**YOUR INSTRUCTIONS**
Quote every one of the rows below verbatim, leaving each line unchanged.

**RECORD EXCERPTS**

..............................

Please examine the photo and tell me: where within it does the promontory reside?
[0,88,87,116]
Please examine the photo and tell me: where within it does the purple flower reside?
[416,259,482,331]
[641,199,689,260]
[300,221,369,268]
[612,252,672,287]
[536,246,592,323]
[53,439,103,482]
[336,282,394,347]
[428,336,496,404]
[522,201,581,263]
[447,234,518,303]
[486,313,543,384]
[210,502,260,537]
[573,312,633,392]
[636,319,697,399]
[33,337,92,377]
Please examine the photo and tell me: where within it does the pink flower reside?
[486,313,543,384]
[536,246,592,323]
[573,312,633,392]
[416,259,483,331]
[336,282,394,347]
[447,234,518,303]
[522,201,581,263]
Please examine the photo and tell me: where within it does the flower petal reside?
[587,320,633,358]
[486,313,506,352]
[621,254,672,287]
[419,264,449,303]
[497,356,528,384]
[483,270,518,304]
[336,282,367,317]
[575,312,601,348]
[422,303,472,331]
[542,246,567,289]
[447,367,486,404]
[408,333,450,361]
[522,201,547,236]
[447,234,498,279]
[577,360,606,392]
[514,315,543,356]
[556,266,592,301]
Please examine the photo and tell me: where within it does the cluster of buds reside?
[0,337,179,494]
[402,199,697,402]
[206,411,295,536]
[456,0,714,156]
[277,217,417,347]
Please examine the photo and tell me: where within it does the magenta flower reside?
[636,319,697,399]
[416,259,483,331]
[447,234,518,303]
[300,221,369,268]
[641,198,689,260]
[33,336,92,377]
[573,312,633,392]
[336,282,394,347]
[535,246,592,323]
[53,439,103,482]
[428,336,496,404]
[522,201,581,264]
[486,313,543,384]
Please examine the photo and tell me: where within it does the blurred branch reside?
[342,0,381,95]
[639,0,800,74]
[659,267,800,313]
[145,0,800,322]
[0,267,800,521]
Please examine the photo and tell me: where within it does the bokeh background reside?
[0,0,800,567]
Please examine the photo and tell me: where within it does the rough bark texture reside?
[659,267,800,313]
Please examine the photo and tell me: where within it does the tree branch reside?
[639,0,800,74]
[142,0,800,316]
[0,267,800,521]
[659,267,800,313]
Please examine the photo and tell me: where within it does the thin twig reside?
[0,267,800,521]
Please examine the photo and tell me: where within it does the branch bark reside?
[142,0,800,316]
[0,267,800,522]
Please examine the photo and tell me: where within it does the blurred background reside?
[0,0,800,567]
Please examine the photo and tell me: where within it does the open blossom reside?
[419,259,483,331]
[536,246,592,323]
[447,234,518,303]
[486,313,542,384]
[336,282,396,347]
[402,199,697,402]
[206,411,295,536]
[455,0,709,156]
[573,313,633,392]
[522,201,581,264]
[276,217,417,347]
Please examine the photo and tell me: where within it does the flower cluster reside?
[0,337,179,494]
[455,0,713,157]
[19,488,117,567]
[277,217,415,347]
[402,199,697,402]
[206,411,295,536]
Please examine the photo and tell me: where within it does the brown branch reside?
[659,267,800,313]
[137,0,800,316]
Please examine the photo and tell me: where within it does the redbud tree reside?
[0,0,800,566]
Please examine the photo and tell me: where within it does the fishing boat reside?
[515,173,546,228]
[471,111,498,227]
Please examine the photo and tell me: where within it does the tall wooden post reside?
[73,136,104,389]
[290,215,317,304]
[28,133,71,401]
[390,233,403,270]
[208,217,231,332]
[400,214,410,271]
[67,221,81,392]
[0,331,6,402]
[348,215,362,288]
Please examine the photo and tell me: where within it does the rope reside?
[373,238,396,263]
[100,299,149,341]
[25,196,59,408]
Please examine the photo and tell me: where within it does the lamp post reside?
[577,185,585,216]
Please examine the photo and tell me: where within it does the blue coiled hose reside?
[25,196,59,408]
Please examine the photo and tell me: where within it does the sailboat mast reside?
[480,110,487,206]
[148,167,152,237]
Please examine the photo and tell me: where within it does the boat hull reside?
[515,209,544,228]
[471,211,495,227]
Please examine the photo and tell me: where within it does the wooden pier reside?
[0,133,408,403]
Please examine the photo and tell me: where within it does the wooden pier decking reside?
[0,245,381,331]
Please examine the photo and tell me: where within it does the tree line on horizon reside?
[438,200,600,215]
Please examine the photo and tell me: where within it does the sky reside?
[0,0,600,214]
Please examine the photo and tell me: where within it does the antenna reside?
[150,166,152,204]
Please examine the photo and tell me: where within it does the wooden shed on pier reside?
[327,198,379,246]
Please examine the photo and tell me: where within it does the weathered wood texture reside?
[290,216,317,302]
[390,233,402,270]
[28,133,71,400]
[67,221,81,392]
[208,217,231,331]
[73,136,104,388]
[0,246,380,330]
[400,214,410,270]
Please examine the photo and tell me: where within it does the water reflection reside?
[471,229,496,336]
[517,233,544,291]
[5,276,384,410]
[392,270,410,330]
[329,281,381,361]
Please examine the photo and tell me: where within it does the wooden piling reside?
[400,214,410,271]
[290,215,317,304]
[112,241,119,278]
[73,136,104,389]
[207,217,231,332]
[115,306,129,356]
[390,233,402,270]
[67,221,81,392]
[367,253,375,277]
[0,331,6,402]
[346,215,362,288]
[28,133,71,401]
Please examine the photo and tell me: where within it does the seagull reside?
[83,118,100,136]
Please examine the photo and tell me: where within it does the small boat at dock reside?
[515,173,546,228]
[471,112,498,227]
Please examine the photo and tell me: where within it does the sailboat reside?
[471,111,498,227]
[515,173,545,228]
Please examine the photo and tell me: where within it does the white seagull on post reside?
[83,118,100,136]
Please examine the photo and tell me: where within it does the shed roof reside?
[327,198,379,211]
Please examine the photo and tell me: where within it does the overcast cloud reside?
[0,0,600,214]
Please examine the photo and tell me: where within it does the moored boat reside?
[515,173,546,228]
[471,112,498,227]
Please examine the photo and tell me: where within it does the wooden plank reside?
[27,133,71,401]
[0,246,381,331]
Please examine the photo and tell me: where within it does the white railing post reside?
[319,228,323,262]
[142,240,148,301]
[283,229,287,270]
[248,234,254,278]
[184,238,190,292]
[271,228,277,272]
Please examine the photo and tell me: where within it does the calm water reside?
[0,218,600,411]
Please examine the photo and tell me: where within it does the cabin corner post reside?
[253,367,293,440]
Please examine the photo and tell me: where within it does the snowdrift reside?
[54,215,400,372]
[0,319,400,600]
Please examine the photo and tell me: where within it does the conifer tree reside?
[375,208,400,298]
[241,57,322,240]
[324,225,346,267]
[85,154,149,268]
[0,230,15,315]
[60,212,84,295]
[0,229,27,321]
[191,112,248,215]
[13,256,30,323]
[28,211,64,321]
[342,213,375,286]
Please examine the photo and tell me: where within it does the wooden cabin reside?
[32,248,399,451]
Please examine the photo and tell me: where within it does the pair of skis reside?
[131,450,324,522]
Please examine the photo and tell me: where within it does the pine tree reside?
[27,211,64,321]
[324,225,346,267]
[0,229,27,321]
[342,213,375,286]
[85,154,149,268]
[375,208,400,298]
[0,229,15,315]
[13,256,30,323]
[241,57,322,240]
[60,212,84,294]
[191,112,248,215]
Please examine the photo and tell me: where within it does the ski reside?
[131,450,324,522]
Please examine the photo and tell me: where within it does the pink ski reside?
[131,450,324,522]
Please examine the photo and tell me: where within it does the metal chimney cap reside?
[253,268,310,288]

..............................

**ANSWER FOR THIS EXERCISE**
Please examine the photo and tell me: where within it does the promontory reside?
[0,88,87,116]
Please examine the photo and tell me: where within it does the purple flower reside?
[416,259,482,331]
[641,199,689,260]
[300,221,369,268]
[612,252,672,287]
[536,246,592,323]
[53,439,103,482]
[336,282,394,347]
[428,336,496,404]
[522,201,581,263]
[447,234,518,303]
[486,313,543,384]
[210,502,260,537]
[573,312,633,392]
[636,319,697,399]
[33,337,92,377]
Please examine the photo and tell me: where within it does the pink flower reside?
[486,313,543,384]
[536,246,592,323]
[573,312,633,392]
[416,259,483,331]
[336,282,394,347]
[447,234,518,303]
[522,201,581,263]
Please examine the photo and tell me: where within it does the flower petal reside?
[587,320,633,358]
[486,313,506,352]
[621,254,672,287]
[419,264,449,303]
[497,356,528,384]
[483,270,518,304]
[336,282,367,317]
[575,312,601,348]
[422,303,472,331]
[542,246,567,289]
[447,367,486,404]
[408,333,450,361]
[522,201,547,236]
[447,234,498,279]
[577,360,606,392]
[514,315,543,356]
[556,266,592,301]
Please examine the photo and tell me: where within it does the cluster of buds reside?
[0,337,179,494]
[402,199,697,402]
[206,411,295,536]
[456,0,714,156]
[277,217,417,347]
Please examine the photo and tell me: where within it does the magenta flower reside?
[636,319,697,399]
[416,259,483,331]
[447,234,518,303]
[300,221,369,268]
[641,198,689,260]
[33,336,92,377]
[573,312,633,392]
[336,282,394,347]
[535,246,592,323]
[53,439,103,482]
[428,336,496,404]
[522,201,581,264]
[486,313,543,384]
Please examine the photo and tell me: where within it does the blurred branch reside?
[342,0,381,95]
[639,0,800,74]
[659,267,800,313]
[145,0,800,322]
[0,267,800,521]
Please examine the photo and tell me: where within it does the bokeh background reside?
[0,0,800,567]
Please examine the photo and tell me: where within it does the rough bark texture reside?
[659,267,800,313]
Please examine the photo and tell me: where within it does the tree branch reside?
[639,0,800,74]
[142,0,800,316]
[0,267,800,521]
[659,267,800,313]
Please examine the photo and tell me: where within it does the thin twig reside?
[0,267,800,521]
Please examine the photo and tell me: where within it does the branch bark reside?
[142,0,800,316]
[0,267,800,522]
Please examine the photo and tell me: where within it does the blurred background reside?
[0,0,800,567]
Please examine the photo and tell me: where within it does the open blossom reside?
[419,259,483,331]
[536,246,592,323]
[447,234,518,303]
[486,313,542,384]
[336,282,396,347]
[402,199,697,402]
[206,411,295,536]
[455,0,709,156]
[573,313,633,392]
[522,201,581,264]
[276,217,417,347]
Please examine the photo and tell me: where within it does the flower cluster reside?
[0,337,179,494]
[455,0,713,157]
[19,488,117,567]
[277,217,415,347]
[402,199,697,402]
[206,411,295,536]
Please examine the photo and tell me: where within it does the brown branch reside?
[659,267,800,313]
[137,0,800,316]
Please examine the photo and tell me: where within it does the redbud tree reside?
[0,0,800,566]
Please examine the photo and tell me: where within it does the fishing boat reside?
[515,173,546,228]
[471,111,498,227]
Please examine the photo and tell me: where within it does the tall wooden post reside?
[73,136,104,389]
[290,215,317,304]
[28,133,71,401]
[390,233,403,270]
[208,217,231,332]
[400,214,410,271]
[67,221,81,392]
[0,331,6,402]
[348,215,362,288]
Please examine the photo and tell me: where within it does the rope reside?
[373,238,396,263]
[100,299,149,341]
[25,196,59,408]
Please examine the photo and tell me: where within it does the lamp post reside?
[577,185,585,216]
Please examine the photo and tell me: where within it does the blue coiled hose reside?
[25,196,59,408]
Please examine the photo and tell me: where within it does the sailboat mast reside?
[480,110,487,206]
[148,167,152,237]
Please examine the photo and tell me: where within it does the boat hull reside?
[515,209,544,228]
[471,211,495,227]
Please examine the photo and tell me: where within it does the wooden pier reside?
[0,133,408,403]
Please examine the photo and tell me: where within it does the wooden pier decking reside?
[0,245,381,331]
Please examine the photo and tell me: where within it does the tree line on horizon reside?
[438,200,600,215]
Please examine the photo and tell me: where within it does the sky reside?
[0,0,600,214]
Please examine the photo and tell me: where within it does the antenna reside?
[150,166,152,204]
Please examine the photo and tell me: where within it does the wooden shed on pier reside?
[327,198,379,246]
Please examine the photo and tell me: where within it does the weathered wood texture reside?
[290,216,317,302]
[390,233,402,270]
[28,133,71,400]
[67,221,81,392]
[208,217,231,331]
[73,136,104,388]
[0,246,380,330]
[400,214,410,270]
Please examine the photo and tell me: where within it does the water reflection reside?
[471,229,496,336]
[517,233,544,291]
[5,276,384,410]
[392,270,410,330]
[329,281,381,361]
Please examine the photo and tell me: where within it does the wooden piling reside?
[400,214,410,271]
[290,215,317,304]
[112,241,119,278]
[73,136,104,389]
[207,217,231,332]
[115,306,129,356]
[390,233,402,270]
[67,221,81,392]
[367,253,375,277]
[0,331,6,402]
[346,215,362,288]
[28,133,71,401]
Please examine the photo and tell me: where within it does the seagull reside?
[83,118,100,136]
Please examine the photo and tell me: where within it does the small boat at dock reside?
[515,173,546,228]
[471,112,498,227]
Please examine the photo and tell me: where within it does the sailboat reside?
[471,111,498,227]
[515,173,545,228]
Please examine the photo and tell me: where within it does the white seagull on post reside?
[83,118,100,136]
Please examine the photo and tell me: where within it does the shed roof reside?
[327,198,379,211]
Please examine the photo and tell me: where within it does the overcast cloud reside?
[0,0,600,214]
Please examine the photo and tell me: where within it does the moored boat reside?
[515,173,546,228]
[471,112,498,227]
Please examine the photo and tell me: where within it does the wooden plank reside?
[27,133,71,401]
[0,246,381,331]
Please examine the photo and tell me: where within it does the white railing post reside?
[319,228,323,262]
[142,240,148,301]
[283,229,287,270]
[248,234,254,278]
[184,238,190,292]
[271,228,277,272]
Please examine the photo and tell me: where within it does the calm water reside?
[0,218,600,411]
Please examine the photo and tell me: where within it does the cabin corner post reside?
[253,367,293,440]
Please examine the photo and tell me: where within it does the snowdrift reside?
[54,215,400,372]
[0,319,400,600]
Please examine the photo and tell me: where within it does the conifer tree reside?
[375,208,400,298]
[241,57,322,240]
[324,225,346,267]
[85,154,149,268]
[0,230,15,315]
[60,212,84,295]
[0,229,27,321]
[191,112,248,215]
[13,256,30,323]
[28,211,64,321]
[342,213,375,286]
Please examine the photo and tell me: where within it does the wooden cabin reside?
[32,248,399,451]
Please examine the photo and tell me: where within it does the pair of skis reside?
[131,450,324,522]
Please examine the photo and tell me: where within it does the pine tree reside?
[27,211,64,321]
[324,225,346,267]
[0,229,27,321]
[342,213,375,286]
[85,154,149,268]
[375,208,400,298]
[0,229,15,315]
[13,256,30,323]
[241,57,322,240]
[60,212,84,294]
[191,112,248,215]
Please examine the photo and tell me: where within it does the ski reside?
[131,450,324,522]
Please examine the photo and tell me: where within it does the pink ski reside?
[131,450,324,522]
Please examine the photo and tell me: where within it does the metal chimney cap reside?
[253,268,310,288]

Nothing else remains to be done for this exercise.